Job:
Copy the rows below, putting "drawn outlines" wherever "traced outlines" appears and leaving everything else as it is.
## start Data entries
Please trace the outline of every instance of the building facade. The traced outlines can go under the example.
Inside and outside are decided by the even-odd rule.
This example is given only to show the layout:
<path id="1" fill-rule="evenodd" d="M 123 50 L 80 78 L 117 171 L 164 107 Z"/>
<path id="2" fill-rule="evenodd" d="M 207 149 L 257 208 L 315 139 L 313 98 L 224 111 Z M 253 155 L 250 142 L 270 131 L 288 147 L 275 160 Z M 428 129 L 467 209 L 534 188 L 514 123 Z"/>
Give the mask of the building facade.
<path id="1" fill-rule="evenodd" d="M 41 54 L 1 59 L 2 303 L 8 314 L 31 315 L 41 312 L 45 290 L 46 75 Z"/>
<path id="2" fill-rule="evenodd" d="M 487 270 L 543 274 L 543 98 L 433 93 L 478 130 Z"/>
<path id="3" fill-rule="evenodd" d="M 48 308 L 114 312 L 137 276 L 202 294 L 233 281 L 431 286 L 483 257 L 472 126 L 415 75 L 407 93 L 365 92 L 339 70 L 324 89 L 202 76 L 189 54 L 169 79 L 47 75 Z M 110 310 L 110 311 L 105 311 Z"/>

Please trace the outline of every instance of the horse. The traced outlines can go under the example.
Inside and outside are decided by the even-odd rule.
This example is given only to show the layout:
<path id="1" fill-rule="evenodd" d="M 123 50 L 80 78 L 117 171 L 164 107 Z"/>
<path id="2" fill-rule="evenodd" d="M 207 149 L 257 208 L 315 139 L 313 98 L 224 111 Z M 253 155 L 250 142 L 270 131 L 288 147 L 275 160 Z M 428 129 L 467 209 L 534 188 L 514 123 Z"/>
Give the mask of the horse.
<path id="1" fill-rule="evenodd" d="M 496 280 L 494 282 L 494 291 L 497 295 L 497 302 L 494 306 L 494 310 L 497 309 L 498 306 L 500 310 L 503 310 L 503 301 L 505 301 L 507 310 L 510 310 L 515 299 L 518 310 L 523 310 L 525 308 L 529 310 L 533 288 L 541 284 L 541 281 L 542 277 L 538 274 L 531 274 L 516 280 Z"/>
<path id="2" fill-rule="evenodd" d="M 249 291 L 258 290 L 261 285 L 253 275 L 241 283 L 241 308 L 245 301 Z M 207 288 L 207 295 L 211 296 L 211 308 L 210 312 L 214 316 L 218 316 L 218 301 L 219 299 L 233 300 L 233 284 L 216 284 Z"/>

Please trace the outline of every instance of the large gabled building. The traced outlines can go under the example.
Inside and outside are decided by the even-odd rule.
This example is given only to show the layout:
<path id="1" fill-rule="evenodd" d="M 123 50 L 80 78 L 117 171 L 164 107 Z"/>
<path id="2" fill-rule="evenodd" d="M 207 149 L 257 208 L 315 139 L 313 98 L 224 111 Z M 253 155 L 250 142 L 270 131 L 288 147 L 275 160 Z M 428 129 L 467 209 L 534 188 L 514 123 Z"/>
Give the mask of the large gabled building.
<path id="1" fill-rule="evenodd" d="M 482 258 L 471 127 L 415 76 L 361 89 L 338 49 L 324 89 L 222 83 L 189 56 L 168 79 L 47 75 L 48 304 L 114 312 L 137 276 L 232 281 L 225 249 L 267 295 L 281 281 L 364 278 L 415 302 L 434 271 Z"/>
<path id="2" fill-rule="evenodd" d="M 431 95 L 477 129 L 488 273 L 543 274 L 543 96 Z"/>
## end Data entries
The result:
Please trace the outline of every instance of the building facade. The drawn outlines can go under the example.
Inside and outside are decided by the even-odd rule.
This example is given only to show the layout:
<path id="1" fill-rule="evenodd" d="M 123 50 L 80 78 L 117 171 L 164 107 Z"/>
<path id="2" fill-rule="evenodd" d="M 207 149 L 257 208 L 315 139 L 313 98 L 224 111 Z M 253 155 L 250 142 L 270 131 L 288 147 L 275 160 Z M 428 129 L 467 209 L 534 188 L 514 123 Z"/>
Give the mask of the building facade.
<path id="1" fill-rule="evenodd" d="M 41 54 L 1 59 L 2 303 L 8 314 L 31 315 L 41 312 L 45 290 L 46 75 Z"/>
<path id="2" fill-rule="evenodd" d="M 487 270 L 543 274 L 543 98 L 433 93 L 478 130 Z"/>
<path id="3" fill-rule="evenodd" d="M 48 308 L 114 312 L 137 276 L 202 294 L 233 281 L 431 286 L 483 257 L 472 126 L 415 75 L 407 93 L 365 92 L 339 70 L 324 89 L 202 76 L 189 54 L 169 79 L 47 75 Z M 110 310 L 110 311 L 105 311 Z"/>

Please trace the outline of every instance of the horse. The drawn outlines can go under the example.
Inside and outside are decided by the even-odd rule.
This example is given only to show the layout:
<path id="1" fill-rule="evenodd" d="M 123 50 L 80 78 L 117 171 L 164 107 Z"/>
<path id="2" fill-rule="evenodd" d="M 207 149 L 257 208 L 315 139 L 313 98 L 224 111 Z M 253 155 L 250 142 L 270 131 L 288 147 L 275 160 Z M 428 129 L 467 209 L 534 188 L 514 123 Z"/>
Give the mask of the horse.
<path id="1" fill-rule="evenodd" d="M 496 280 L 494 282 L 494 291 L 497 295 L 497 302 L 494 306 L 494 310 L 497 309 L 498 306 L 500 310 L 503 310 L 503 301 L 505 301 L 507 310 L 510 310 L 515 299 L 518 310 L 523 310 L 525 308 L 529 310 L 533 288 L 541 284 L 541 281 L 542 277 L 538 274 L 531 274 L 516 280 Z"/>
<path id="2" fill-rule="evenodd" d="M 249 291 L 258 290 L 261 285 L 253 275 L 241 283 L 241 308 L 245 301 Z M 207 288 L 207 295 L 211 296 L 211 308 L 210 312 L 214 316 L 218 316 L 218 301 L 219 299 L 233 300 L 233 284 L 216 284 Z"/>

Please trace the outline of every instance of the large gabled building. The drawn outlines can go under the example.
Inside and outside are decided by the even-odd rule.
This example is given only to show the layout:
<path id="1" fill-rule="evenodd" d="M 123 50 L 80 78 L 117 171 L 164 107 Z"/>
<path id="2" fill-rule="evenodd" d="M 207 149 L 257 208 L 315 139 L 313 98 L 224 111 Z M 253 155 L 250 142 L 270 131 L 288 147 L 275 160 Z M 428 129 L 467 209 L 534 188 L 514 123 Z"/>
Give the mask of the large gabled building.
<path id="1" fill-rule="evenodd" d="M 482 258 L 471 127 L 415 76 L 361 89 L 338 49 L 324 89 L 222 83 L 189 56 L 168 79 L 47 75 L 48 304 L 114 312 L 137 276 L 232 281 L 225 249 L 267 295 L 281 281 L 364 278 L 415 302 L 434 271 Z"/>
<path id="2" fill-rule="evenodd" d="M 431 95 L 477 129 L 488 273 L 543 274 L 543 96 Z"/>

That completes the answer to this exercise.